▶ _RECORDED DATA_:
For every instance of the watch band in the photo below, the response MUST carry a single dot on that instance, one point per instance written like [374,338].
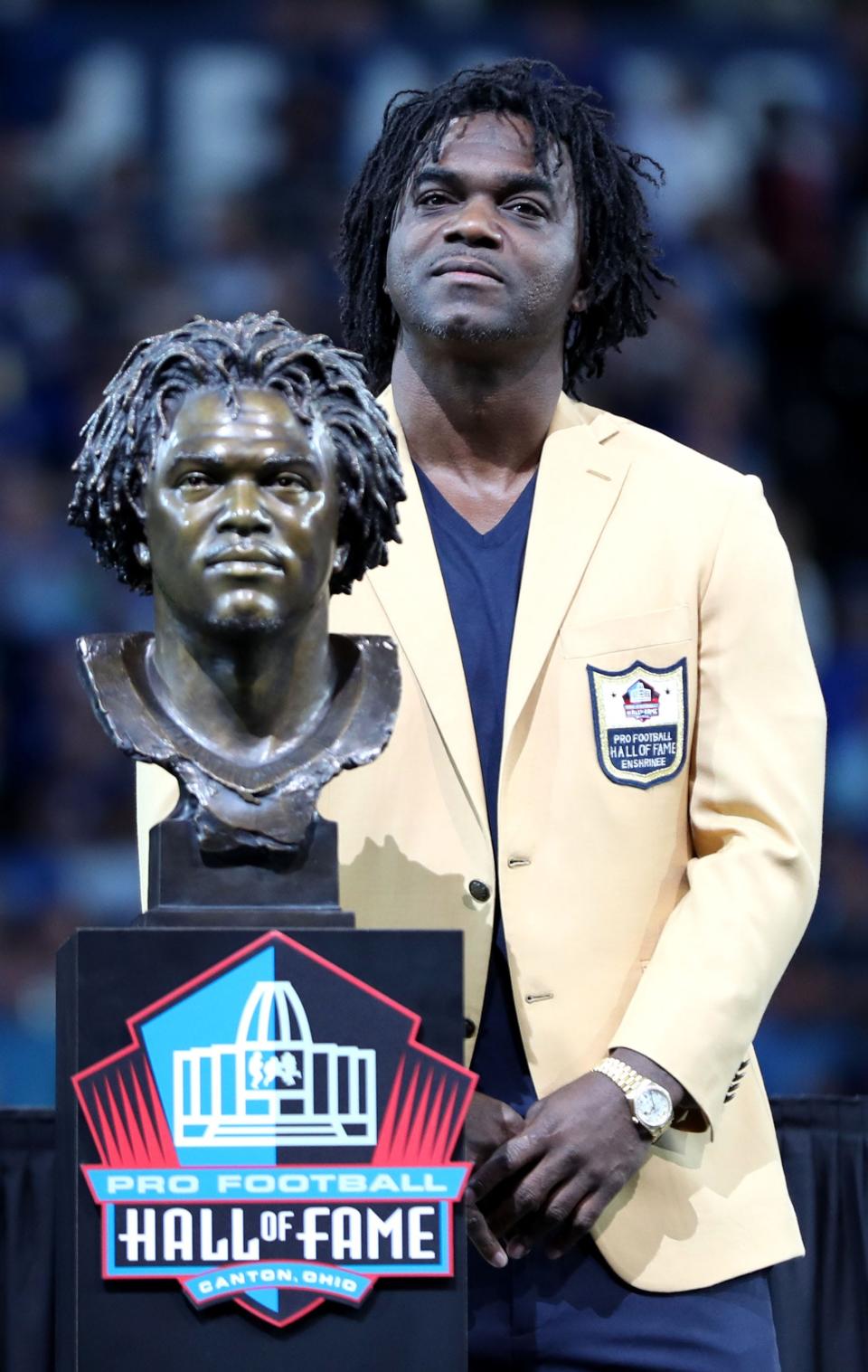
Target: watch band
[623,1074]
[634,1084]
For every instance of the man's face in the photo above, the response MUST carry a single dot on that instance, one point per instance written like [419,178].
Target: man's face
[486,243]
[241,515]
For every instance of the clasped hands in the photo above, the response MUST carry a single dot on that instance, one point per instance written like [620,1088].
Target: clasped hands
[547,1178]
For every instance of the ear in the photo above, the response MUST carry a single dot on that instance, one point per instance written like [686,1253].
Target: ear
[580,300]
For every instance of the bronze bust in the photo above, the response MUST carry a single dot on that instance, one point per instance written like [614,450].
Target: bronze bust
[241,474]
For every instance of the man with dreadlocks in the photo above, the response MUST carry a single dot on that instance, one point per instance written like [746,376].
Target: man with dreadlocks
[607,767]
[608,762]
[241,472]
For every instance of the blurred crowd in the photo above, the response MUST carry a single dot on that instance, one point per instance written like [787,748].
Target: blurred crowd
[158,162]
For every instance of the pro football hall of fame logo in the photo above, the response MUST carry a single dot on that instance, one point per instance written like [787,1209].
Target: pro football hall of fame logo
[276,1136]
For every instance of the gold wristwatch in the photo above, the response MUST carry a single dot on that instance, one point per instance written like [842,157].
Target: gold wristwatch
[650,1103]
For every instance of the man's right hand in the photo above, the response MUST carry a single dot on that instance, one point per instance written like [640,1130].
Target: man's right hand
[488,1125]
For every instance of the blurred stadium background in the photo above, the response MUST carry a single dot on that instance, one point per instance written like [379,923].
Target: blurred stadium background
[164,159]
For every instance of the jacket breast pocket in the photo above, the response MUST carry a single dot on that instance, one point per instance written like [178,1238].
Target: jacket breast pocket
[634,633]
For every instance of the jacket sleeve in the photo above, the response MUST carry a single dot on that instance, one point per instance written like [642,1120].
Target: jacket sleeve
[756,798]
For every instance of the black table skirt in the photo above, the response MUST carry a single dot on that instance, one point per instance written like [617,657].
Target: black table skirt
[820,1301]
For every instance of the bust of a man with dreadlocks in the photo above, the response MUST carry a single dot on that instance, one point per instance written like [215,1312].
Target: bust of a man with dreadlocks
[241,474]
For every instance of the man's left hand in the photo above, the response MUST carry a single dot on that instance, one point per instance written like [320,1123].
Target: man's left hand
[578,1147]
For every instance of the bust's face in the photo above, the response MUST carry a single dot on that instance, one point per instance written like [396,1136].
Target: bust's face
[241,515]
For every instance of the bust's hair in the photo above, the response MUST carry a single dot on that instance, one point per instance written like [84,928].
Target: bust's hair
[321,383]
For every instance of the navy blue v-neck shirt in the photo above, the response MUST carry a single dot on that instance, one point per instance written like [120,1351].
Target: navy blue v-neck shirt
[483,575]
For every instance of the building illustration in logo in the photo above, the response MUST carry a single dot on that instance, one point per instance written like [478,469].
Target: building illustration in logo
[275,1085]
[275,1136]
[641,701]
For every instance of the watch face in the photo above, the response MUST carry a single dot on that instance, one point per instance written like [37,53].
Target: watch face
[653,1107]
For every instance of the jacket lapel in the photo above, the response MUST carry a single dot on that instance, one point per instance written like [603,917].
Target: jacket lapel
[576,490]
[413,596]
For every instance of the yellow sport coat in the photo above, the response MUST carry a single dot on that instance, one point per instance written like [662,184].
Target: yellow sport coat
[652,917]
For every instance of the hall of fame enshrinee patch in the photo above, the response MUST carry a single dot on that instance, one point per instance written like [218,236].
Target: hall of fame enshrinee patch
[641,722]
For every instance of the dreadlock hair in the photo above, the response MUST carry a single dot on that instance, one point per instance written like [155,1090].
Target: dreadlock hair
[324,387]
[616,244]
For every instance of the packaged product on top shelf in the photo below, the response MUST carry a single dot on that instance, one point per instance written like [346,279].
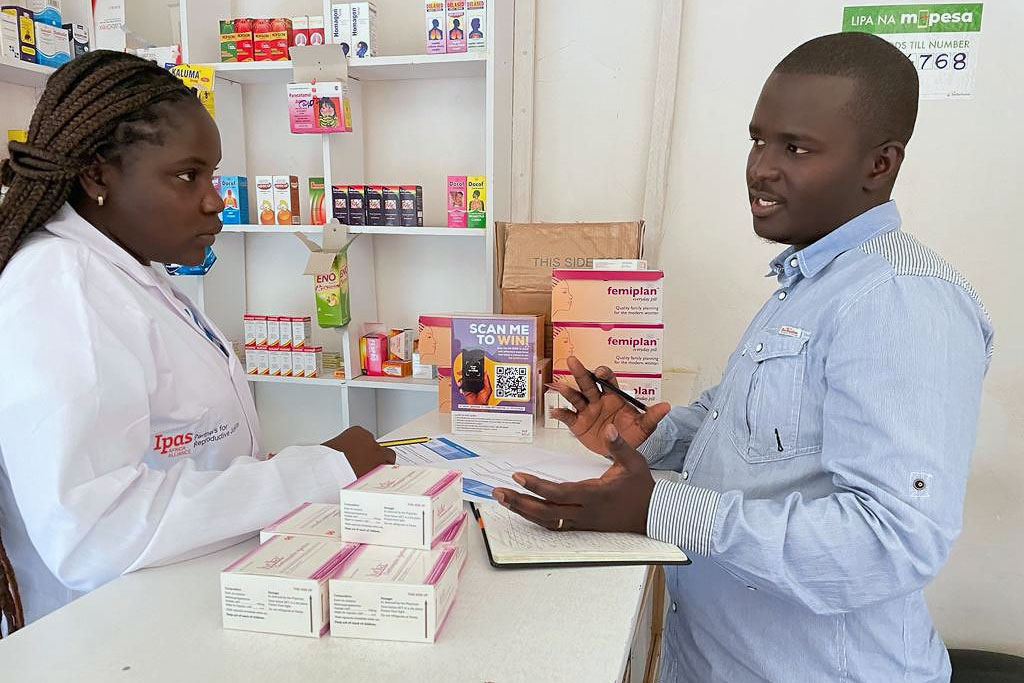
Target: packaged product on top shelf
[455,11]
[457,201]
[436,28]
[233,190]
[364,43]
[476,26]
[476,193]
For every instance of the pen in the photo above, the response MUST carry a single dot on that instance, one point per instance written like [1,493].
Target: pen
[608,386]
[403,441]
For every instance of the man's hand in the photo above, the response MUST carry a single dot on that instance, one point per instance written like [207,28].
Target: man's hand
[594,411]
[361,450]
[615,502]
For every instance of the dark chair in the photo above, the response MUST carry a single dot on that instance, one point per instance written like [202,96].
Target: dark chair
[982,667]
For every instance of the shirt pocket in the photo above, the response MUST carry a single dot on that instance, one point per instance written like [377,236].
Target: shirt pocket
[775,396]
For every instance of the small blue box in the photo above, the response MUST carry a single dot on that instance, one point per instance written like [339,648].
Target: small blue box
[233,189]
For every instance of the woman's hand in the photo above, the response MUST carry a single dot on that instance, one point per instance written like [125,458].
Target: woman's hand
[361,450]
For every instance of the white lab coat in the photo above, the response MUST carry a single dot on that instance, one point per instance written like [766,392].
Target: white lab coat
[127,438]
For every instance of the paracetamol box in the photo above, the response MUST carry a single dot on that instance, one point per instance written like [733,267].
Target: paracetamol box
[320,520]
[634,349]
[476,26]
[455,13]
[607,296]
[645,388]
[400,505]
[282,586]
[393,593]
[301,331]
[252,359]
[436,29]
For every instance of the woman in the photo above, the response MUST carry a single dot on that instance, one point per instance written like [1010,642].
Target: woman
[128,436]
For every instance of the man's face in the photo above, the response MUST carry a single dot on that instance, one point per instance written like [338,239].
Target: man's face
[808,162]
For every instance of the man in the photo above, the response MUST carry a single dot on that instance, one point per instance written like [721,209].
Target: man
[821,482]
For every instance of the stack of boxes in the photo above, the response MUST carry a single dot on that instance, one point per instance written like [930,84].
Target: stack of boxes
[281,346]
[384,564]
[613,318]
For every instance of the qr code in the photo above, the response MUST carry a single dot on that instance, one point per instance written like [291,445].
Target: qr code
[512,382]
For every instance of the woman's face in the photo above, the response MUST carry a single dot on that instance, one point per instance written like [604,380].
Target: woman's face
[160,204]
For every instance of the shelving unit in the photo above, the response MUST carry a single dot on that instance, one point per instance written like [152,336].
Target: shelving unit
[417,118]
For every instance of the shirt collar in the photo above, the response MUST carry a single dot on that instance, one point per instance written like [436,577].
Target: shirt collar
[812,259]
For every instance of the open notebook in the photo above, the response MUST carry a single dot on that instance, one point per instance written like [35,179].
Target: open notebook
[512,542]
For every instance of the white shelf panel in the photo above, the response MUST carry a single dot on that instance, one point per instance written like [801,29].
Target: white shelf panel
[312,381]
[464,65]
[435,231]
[24,73]
[400,383]
[280,229]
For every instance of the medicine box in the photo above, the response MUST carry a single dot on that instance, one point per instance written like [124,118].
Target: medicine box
[393,593]
[321,520]
[400,505]
[607,296]
[435,27]
[476,26]
[364,43]
[622,348]
[282,586]
[233,190]
[455,11]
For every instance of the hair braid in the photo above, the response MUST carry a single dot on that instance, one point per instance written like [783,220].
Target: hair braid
[96,104]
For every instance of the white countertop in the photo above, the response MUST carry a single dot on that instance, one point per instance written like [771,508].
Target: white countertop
[572,625]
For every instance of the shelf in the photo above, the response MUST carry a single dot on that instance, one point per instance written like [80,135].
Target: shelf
[278,229]
[400,383]
[312,381]
[435,231]
[24,73]
[464,65]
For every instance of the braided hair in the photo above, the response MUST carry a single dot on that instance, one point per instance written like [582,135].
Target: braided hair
[94,107]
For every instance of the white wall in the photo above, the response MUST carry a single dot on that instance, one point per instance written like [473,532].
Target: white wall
[957,191]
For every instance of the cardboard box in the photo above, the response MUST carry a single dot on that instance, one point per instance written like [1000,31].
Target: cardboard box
[341,27]
[436,27]
[634,349]
[282,586]
[364,42]
[375,205]
[494,377]
[339,196]
[316,520]
[301,331]
[476,26]
[393,594]
[607,296]
[476,203]
[392,208]
[264,200]
[526,253]
[26,27]
[286,200]
[400,505]
[457,201]
[444,390]
[233,190]
[455,13]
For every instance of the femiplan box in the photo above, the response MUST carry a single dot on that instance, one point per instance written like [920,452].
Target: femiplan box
[393,593]
[282,586]
[400,505]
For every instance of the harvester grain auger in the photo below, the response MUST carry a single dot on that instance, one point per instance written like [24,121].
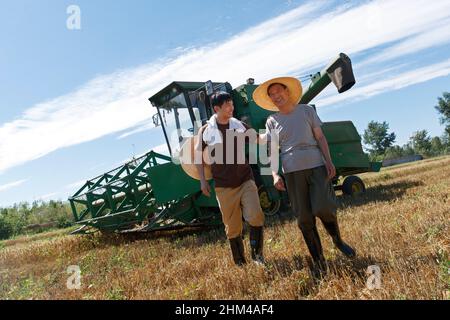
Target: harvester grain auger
[153,192]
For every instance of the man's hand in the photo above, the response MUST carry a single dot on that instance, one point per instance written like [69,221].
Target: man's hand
[331,170]
[278,183]
[206,188]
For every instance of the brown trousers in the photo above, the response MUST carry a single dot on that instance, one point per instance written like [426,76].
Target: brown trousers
[237,202]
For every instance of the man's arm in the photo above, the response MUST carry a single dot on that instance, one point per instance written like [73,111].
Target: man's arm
[204,185]
[323,145]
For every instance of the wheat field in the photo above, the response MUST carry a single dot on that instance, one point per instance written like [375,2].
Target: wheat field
[401,225]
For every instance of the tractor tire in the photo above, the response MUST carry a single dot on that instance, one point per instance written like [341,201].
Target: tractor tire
[352,186]
[270,208]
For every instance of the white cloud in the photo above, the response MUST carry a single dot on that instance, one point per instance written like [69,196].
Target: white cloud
[11,185]
[299,40]
[47,196]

▶ _TASK OBJECTIVE_: The expected response consists solely of the lines from the one with "Target: tractor tire" through the end of the records, repeated exactly.

▶ _FINISHED EXERCISE_:
Target: tractor tire
[352,186]
[270,208]
For every instance of the white cloud in the photo above, the response MUST carry a single dot on that instance, one point per instance written like [69,196].
Target: white cloud
[11,185]
[299,40]
[47,196]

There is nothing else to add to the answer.